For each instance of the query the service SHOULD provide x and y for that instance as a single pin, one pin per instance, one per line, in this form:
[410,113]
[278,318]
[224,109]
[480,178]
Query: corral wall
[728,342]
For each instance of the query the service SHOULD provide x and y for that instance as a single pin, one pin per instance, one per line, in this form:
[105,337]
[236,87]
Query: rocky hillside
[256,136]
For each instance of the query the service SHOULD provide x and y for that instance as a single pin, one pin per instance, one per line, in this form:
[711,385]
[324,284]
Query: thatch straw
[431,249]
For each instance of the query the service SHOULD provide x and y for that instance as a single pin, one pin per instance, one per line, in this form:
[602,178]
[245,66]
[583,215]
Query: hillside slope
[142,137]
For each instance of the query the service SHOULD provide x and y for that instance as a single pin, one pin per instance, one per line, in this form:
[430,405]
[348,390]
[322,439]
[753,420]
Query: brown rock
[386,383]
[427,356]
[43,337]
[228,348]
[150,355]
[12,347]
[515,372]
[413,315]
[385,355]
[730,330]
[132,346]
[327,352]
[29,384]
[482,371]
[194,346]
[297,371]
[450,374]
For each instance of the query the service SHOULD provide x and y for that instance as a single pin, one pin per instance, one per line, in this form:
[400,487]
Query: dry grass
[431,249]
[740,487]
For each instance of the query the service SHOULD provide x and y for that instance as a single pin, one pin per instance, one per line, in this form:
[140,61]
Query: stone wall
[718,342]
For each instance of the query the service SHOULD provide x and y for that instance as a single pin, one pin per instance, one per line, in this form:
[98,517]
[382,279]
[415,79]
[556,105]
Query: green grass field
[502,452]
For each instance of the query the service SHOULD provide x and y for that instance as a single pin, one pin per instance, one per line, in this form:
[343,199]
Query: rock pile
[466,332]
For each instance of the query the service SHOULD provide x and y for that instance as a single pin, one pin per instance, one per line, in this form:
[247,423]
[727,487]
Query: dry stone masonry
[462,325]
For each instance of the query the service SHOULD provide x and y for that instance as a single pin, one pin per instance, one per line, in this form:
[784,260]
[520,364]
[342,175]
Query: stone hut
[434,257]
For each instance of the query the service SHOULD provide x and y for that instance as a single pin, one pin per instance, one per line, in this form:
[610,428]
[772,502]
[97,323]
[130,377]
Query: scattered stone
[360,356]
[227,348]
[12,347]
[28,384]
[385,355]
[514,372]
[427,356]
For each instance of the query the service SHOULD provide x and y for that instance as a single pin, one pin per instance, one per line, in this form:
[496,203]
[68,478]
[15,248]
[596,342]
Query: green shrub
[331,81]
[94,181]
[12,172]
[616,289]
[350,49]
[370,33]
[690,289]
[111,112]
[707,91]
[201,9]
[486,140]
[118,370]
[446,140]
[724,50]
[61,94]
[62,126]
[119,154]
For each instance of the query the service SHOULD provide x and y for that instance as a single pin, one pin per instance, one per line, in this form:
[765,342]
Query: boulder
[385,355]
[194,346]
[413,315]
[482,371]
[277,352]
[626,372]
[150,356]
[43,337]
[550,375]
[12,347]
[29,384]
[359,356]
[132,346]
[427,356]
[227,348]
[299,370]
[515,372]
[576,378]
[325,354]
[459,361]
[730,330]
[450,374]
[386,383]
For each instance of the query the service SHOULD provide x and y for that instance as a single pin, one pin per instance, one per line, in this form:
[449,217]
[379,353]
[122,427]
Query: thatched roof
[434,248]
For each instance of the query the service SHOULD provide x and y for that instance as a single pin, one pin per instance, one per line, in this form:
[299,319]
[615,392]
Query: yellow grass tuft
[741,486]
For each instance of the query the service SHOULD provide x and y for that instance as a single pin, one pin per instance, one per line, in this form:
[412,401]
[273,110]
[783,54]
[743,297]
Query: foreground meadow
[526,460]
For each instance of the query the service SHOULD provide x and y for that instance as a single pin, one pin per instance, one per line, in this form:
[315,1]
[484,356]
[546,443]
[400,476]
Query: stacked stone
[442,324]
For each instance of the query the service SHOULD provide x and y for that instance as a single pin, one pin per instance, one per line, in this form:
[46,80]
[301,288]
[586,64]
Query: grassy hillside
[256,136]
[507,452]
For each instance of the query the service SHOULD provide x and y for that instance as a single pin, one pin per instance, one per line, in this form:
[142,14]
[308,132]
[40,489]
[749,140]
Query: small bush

◇ ◇ ◇ ◇ ◇ ◇ ◇

(WORK TO COMPLETE) From the data above, extract every line in its exact form.

(THE OUTPUT)
For each instance of the query the service SHOULD provide x and y for that instance as a single pin, one pin per instance, one per line, in this form:
[410,113]
[278,318]
[224,109]
[480,178]
Query: corral wall
[728,342]
For each instance of the query the service SHOULD provide x and y for that instance as a single pin, one pin per instance, one per line, in this form:
[105,337]
[236,87]
Query: rocky hillside
[256,136]
For each instance of the query the service SHOULD provide x and y for that instance as a single pin, one pin per instance, one per line, in this form:
[711,385]
[324,284]
Query: thatch straw
[431,249]
For each instance of the query the service SHOULD provide x and y for that instance as a single pin, one pin per instance, one per line, in this form:
[602,178]
[245,66]
[583,215]
Query: hillside slope
[142,137]
For each instance of the query the service SHOULD provide x and y for that instance as a single pin, one pin per instance, one per line, in this form:
[430,405]
[348,390]
[322,439]
[753,420]
Query: brown rock
[386,383]
[427,356]
[43,337]
[228,348]
[150,355]
[12,347]
[515,372]
[413,315]
[385,355]
[730,330]
[132,346]
[327,352]
[29,384]
[482,371]
[194,346]
[297,371]
[450,374]
For each instance of the query the service SHOULD provide x and y for that instance as a single pin, one pin per instance, one per line, in this form:
[400,487]
Query: dry grass
[431,249]
[740,487]
For each instance of the query the service SHOULD provide x and y for that instance as a single pin, one pin per instance, one per line, in this form:
[140,61]
Query: stone wall
[718,342]
For each instance of the query the service SHOULD provide x and y for that instance as a single pin, one pin per instance, one per line, in this form:
[98,517]
[382,279]
[415,79]
[556,105]
Query: green grass field
[502,452]
For each instance of the query the service SHOULD provide x and y for that instance as a single pin, one pin per instance, one per line, in this form:
[343,199]
Query: rock pile
[466,332]
For each instance of the query the service SHOULD provide x and y for that instance as a single pin, one pin per instance, one per line, in this form:
[247,423]
[727,487]
Query: dry stone masonry
[462,325]
For each instance of the query the service SHOULD provide x and y for that instance as a single pin, one pin per instance, one per line, in this form:
[784,260]
[520,364]
[342,175]
Query: stone hut
[434,257]
For each instance of the query the service SHOULD provide x and y for that instance as a single pin, one pin per instance, one per line, in this form:
[610,428]
[772,502]
[97,323]
[130,377]
Query: scattered stone
[360,356]
[227,348]
[12,347]
[28,384]
[385,355]
[514,372]
[427,356]
For each instance of the query the service SHOULD provide x and y for that instance as a single pin, one pin per instance, one per line, in this form:
[496,203]
[68,478]
[15,248]
[596,342]
Query: green shrub
[331,81]
[94,181]
[12,172]
[616,289]
[350,49]
[370,33]
[690,289]
[111,112]
[707,91]
[201,9]
[486,140]
[118,370]
[446,140]
[724,50]
[61,94]
[62,126]
[119,154]
For each instance of the query the service SHOULD provide x and y for that instance as a single pin, one pin per instance, one per line, in this form:
[765,342]
Query: boulder
[385,355]
[194,346]
[413,315]
[482,371]
[277,352]
[626,372]
[150,356]
[43,337]
[550,375]
[12,347]
[29,384]
[359,356]
[132,346]
[427,356]
[227,348]
[299,370]
[515,372]
[576,378]
[325,354]
[459,361]
[730,330]
[450,374]
[386,383]
For each instance of the query the service SHOULD provide x and y for that instance as a single pin, one pin per instance, one per line, in this form:
[449,217]
[379,353]
[122,427]
Query: thatched roof
[434,248]
For each instance of the query the service SHOULD provide x and y for that instance as a single pin, one pin per instance, one per line, in this form:
[299,319]
[615,392]
Query: yellow grass tuft
[741,486]
For each instance of the query the service SHOULD provide x and y for that instance as a single pin, one pin per instance, one per line, in this form:
[412,401]
[273,110]
[783,54]
[743,297]
Query: foreground meadow
[526,460]
For each instance of the query the service SHOULD provide x and y for that instance as a single pin, one pin per instance, one per line, in this form:
[315,1]
[484,356]
[546,443]
[400,476]
Query: stacked stone
[442,324]
For each instance of the query the service SHOULD provide x and y for that instance as a single pin, one pin per instance, one per line, in this form:
[46,80]
[301,288]
[586,64]
Query: grassy hillside
[256,136]
[507,452]
For each instance of the query the service SHOULD provide x and y for that instance as a single pin, one pin per instance, one per line, in this form:
[142,14]
[308,132]
[40,489]
[749,140]
Query: small bush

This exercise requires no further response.